==== TEXT PROVIDED ====

# SHARE Data in the Wide World

This notebook will focus on how to export SHARE data into different formats, and how to query SHARE for specific information from your institution, say from a list of names or from a list of emails or ORCIDs that act as reseearcher identifiers.


## Exporting a DataFrame to csv and Excel

When doing an aggregation on SHARE data, it might be beneficial to export the data to a format that is easier to widely distribute, such as a csv file or and Excel file.

First, we'll do a SHARE aggregation query for documents from each source that have a description, turn it into a pandas DataFrame, and export the data into both csv and Excel formats.

In [None]:
import pandas as pd

from sharepa import ShareSearch
from sharepa.helpers import pretty_print

description_search = ShareSearch()

description_search = description_search.query(
    'query_string', # Type of query, will accept a lucene query string
    query='description:*', # This lucene query string will find all documents that don't have a description
    analyze_wildcard=True  # This will make elasticsearch pay attention to the asterisk (which matches anything)
)

description_search.aggs.bucket(
    'sources',  # Every aggregation needs a name
    'significant_terms',  # There are many kinds of aggregations
    field='_type',  # We store the source of a document in its type, so this will aggregate by source
    min_doc_count=0,
    percentage={}, # Will make the score value the percentage of all results (doc_count/bg_count)
    size=0
)

description_results = description_search.execute()

In [None]:
description_dataframe = pd.DataFrame(description_results.aggregations.sources.to_dict()['buckets'])

# We will add our own "percent" column to make things clearer
description_dataframe['percent'] = (description_dataframe['score'] * 100)

# Let's set the source name as the index, and then drop the old column
description_dataframe = description_dataframe.set_index(description_dataframe['key'])
description_dataframe = description_dataframe.drop('key', 1)

# Finally, we'll show the results!
description_dataframe

Let's export this pandas dataframe to a csv file, and to an excel file.

The next cell will work when running locally!

In [None]:
# Note: Uncomment the following lines if running locally:

# description_dataframe.to_csv('SHARE_Counts_with_Descriptions.csv')
# description_dataframe.to_excel('SHARE_Counts_with_Descriptions.xlsx')

## Working with outside data

Let's say we had a list of names of researchers that were from a particular University. We're interested in seeing if their full names appear in any sources across the SHARE data set.

In [None]:
names = ["Susan Jones", "Ravi Patel"]

In [None]:
name_search = ShareSearch()

for name in names:
    name_search = name_search.query(
        {
            "bool": {
                "should": [
                    {
                        "match": {
                            "contributors.name": {
                                "query": name, 
                                "operator": "and",
                                "type" : "phrase"
                            }
                        }
                    }
                ]
            }
        }
    )


name_results = name_search.execute()

====

WRITTEN TASK 1: For each statement, say whether it agrees with the SHARE notebook, answering yes or no and quoting the deciding words. (a) The notebook says the cell that exports to csv and Excel will work when running locally. (b) The list of researcher names holds three names. (c) The aggregation on the description search is given the name 'sources'.
The entries have no connection to the SHARE notebook.

==== MATERIAL FOR THIS TASK ====

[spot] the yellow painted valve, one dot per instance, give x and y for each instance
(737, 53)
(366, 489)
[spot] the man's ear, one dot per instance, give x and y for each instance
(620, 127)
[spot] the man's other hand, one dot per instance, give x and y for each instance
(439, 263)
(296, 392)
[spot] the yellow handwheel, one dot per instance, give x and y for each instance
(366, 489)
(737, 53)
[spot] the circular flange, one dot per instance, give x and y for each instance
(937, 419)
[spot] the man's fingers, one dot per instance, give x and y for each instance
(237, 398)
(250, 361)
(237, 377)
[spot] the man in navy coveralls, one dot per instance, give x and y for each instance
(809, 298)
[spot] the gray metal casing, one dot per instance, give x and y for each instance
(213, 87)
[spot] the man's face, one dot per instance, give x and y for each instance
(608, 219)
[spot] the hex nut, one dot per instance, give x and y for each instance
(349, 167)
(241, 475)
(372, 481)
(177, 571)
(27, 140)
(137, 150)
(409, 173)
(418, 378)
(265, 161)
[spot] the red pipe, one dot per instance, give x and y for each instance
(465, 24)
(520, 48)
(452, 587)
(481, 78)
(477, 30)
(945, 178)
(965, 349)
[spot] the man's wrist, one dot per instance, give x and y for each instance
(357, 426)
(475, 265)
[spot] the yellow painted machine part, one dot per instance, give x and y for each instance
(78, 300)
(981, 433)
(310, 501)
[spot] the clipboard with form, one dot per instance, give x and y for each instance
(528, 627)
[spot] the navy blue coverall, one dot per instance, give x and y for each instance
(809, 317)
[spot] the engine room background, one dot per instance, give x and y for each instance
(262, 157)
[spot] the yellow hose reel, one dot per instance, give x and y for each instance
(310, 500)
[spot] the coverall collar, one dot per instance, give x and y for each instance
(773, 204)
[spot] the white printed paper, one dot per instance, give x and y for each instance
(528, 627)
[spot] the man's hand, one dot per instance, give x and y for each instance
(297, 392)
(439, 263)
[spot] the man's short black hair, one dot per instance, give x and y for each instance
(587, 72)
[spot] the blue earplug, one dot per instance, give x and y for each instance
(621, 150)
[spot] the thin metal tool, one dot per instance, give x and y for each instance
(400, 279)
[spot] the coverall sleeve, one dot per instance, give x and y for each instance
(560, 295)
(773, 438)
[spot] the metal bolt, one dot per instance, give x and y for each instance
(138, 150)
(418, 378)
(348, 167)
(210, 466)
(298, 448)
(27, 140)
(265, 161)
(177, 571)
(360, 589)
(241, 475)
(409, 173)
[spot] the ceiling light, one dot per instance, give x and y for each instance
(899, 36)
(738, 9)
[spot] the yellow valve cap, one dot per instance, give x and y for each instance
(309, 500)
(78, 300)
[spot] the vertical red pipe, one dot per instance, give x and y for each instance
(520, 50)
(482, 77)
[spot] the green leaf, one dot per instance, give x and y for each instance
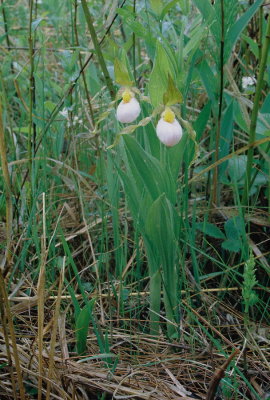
(237, 167)
(231, 245)
(238, 27)
(172, 95)
(157, 6)
(82, 326)
(167, 8)
(210, 230)
(148, 172)
(121, 73)
(158, 82)
(233, 228)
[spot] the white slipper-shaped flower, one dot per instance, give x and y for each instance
(168, 129)
(129, 109)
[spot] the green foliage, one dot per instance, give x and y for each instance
(82, 326)
(172, 95)
(158, 83)
(121, 73)
(250, 298)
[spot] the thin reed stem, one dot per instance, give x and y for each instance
(41, 299)
(216, 196)
(254, 115)
(97, 47)
(8, 193)
(32, 126)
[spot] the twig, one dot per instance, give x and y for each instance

====

WRITTEN TASK 2: Show every line of the entries that contains the string "metal". Case counts.

PROBLEM SOLUTION 1:
(a) Yes: "The next cell will work when running locally!"
(b) No: "names = ["Susan Jones", "Ravi Patel"]"
(c) Yes: "'sources',  # Every aggregation needs a name"

PROBLEM SOLUTION 2:
[spot] the gray metal casing, one dot per instance, give x and y for each instance
[spot] the thin metal tool, one dot per instance, give x and y for each instance
[spot] the metal bolt, one dot per instance, give x and y for each instance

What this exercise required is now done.